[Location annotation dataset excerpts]
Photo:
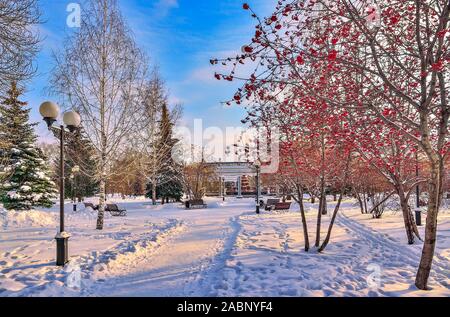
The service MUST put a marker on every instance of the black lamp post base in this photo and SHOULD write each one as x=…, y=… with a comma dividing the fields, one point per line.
x=62, y=249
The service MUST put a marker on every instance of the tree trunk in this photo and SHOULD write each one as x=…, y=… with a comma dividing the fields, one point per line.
x=303, y=214
x=435, y=194
x=365, y=203
x=319, y=221
x=330, y=227
x=360, y=201
x=408, y=218
x=324, y=206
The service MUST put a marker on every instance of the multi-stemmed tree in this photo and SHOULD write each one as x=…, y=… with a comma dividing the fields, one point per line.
x=384, y=59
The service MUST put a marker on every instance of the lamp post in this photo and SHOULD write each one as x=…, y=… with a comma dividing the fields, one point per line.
x=73, y=176
x=258, y=168
x=50, y=112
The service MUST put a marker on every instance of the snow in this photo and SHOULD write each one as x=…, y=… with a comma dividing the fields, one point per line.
x=25, y=219
x=224, y=250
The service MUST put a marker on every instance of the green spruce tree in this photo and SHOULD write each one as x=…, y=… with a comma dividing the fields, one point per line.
x=168, y=181
x=27, y=183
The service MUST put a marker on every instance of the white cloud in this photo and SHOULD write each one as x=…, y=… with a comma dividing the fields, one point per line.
x=163, y=7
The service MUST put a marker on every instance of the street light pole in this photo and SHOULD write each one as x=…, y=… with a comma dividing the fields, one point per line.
x=72, y=120
x=258, y=167
x=61, y=180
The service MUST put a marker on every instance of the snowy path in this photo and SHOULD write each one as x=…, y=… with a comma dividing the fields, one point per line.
x=182, y=266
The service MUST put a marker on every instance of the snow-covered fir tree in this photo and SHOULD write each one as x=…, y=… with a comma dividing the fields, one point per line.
x=26, y=182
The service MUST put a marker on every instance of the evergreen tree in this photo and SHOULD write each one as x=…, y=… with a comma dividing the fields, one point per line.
x=168, y=181
x=27, y=183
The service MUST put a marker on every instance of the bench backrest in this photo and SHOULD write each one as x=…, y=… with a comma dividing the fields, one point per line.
x=272, y=202
x=196, y=202
x=282, y=206
x=112, y=207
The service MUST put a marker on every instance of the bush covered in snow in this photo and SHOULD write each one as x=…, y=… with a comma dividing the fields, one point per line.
x=26, y=218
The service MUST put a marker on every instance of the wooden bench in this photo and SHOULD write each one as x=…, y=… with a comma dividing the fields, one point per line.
x=271, y=203
x=90, y=205
x=114, y=210
x=282, y=207
x=195, y=204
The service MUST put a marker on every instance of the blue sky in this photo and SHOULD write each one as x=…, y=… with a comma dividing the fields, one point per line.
x=180, y=36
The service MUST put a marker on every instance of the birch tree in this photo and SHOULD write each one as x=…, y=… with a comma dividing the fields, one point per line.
x=100, y=74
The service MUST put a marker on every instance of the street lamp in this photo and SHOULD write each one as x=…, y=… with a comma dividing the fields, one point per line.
x=50, y=112
x=73, y=178
x=258, y=168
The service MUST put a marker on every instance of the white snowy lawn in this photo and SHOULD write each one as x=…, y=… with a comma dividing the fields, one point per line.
x=224, y=250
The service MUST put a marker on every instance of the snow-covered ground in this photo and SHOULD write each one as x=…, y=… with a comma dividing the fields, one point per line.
x=224, y=250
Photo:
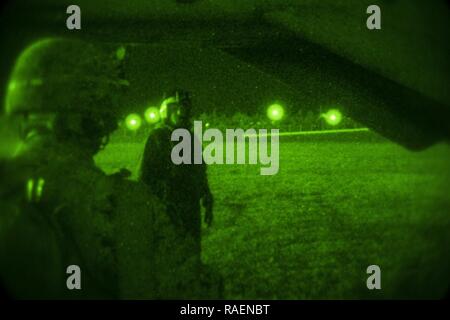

> Given problem
Rewrite all the items above, replacing every occurrence of "put a marker on" with "place a point on" and leaving everything else unchanged. Omit the pictures from your output.

> Written solution
Photo:
The service MUST place a point on every instance of the black lamp post base in this photo and SHOULD write each one as x=…, y=… with a comma dividing the fields, one point per line.
x=62, y=249
The service MUST place a point on every instance of the tree trunk in this photo and SHOULD write each one as x=…, y=… with a comma dividing the fields, one point per line.
x=303, y=214
x=435, y=194
x=365, y=203
x=319, y=221
x=330, y=227
x=360, y=201
x=408, y=218
x=324, y=206
The service MUST place a point on every instance of the multi-stemmed tree in this photo and SHOULD write each one as x=…, y=… with a comma dividing the fields, one point per line.
x=384, y=59
The service MUST place a point on every instance of the lamp post in this photo and SHOULD write each one as x=…, y=… with a comma dividing the fields, one point per line.
x=73, y=176
x=258, y=168
x=50, y=112
The service MUST place a point on every instance of the snow in this photo and SHOULD write each one as x=…, y=… with a comma dividing the fields, one point per line.
x=25, y=219
x=224, y=250
The service MUST place a point on every instance of the green spruce tree in this photo and SHOULD write each one as x=…, y=… with a comma dividing the fields, one point per line.
x=168, y=181
x=27, y=183
The service MUST place a point on every instance of the white cloud in this photo and SHOULD write each one as x=…, y=… with a comma dividing the fields, one point per line.
x=163, y=7
The service MUST place a point on every instance of the street light pole in this photo and SHOULD write each one as x=…, y=… with a comma dividing the fields, one point per line.
x=72, y=120
x=258, y=167
x=61, y=180
The service MUST place a point on every instance of the snowy path in this photo and SHOULD write each one as x=…, y=… with a comma dividing the fields, one point per line.
x=182, y=266
The service MUST place a point on every instance of the snow-covered fir tree in this photo and SHOULD write each one as x=…, y=… with a comma dividing the fields, one point per line.
x=26, y=182
The service MUST place a point on every instance of the evergreen tree in this photo and SHOULD write each one as x=…, y=… with a comma dividing the fields, one point per line.
x=168, y=181
x=27, y=183
The service MUST place a point on every instance of the bench backrest in this photo and SHOULD write each one as x=…, y=… with a comma dividing the fields, one point per line.
x=272, y=202
x=196, y=202
x=282, y=206
x=112, y=207
The service MUST place a point on every instance of the bush covered in snow in this photo and SHOULD write each one as x=…, y=… with a comma dividing the fields, one point per line.
x=26, y=218
The service MUST place a point on every instance of the wooden bench in this photo and SHOULD write each one as x=…, y=… with a comma dividing the fields, one point per line.
x=271, y=203
x=90, y=205
x=114, y=210
x=282, y=207
x=195, y=204
The service MUST place a point on every instance of the blue sky in this photo and SHOULD write each one as x=…, y=… with a comma dividing the fields, one point per line.
x=180, y=36
The service MUST place a point on every instance of the birch tree in this photo and SHOULD write each one as x=…, y=… with a comma dividing the fields, one point per line.
x=100, y=74
The service MUST place a point on every instance of the street lamp in this photo and SHOULD write each one as x=…, y=… with a comma dividing the fields, one point per line.
x=50, y=112
x=73, y=178
x=258, y=168
The service MUST place a point on every instance of the white snowy lawn in this photo and SHOULD write each one as x=…, y=… with a comma dividing the fields, one point per line.
x=224, y=250
The service MUST place a point on every instance of the snow-covered ground in this photo and SHOULD write each one as x=…, y=… with a comma dividing the fields, one point per line.
x=224, y=250
Photo:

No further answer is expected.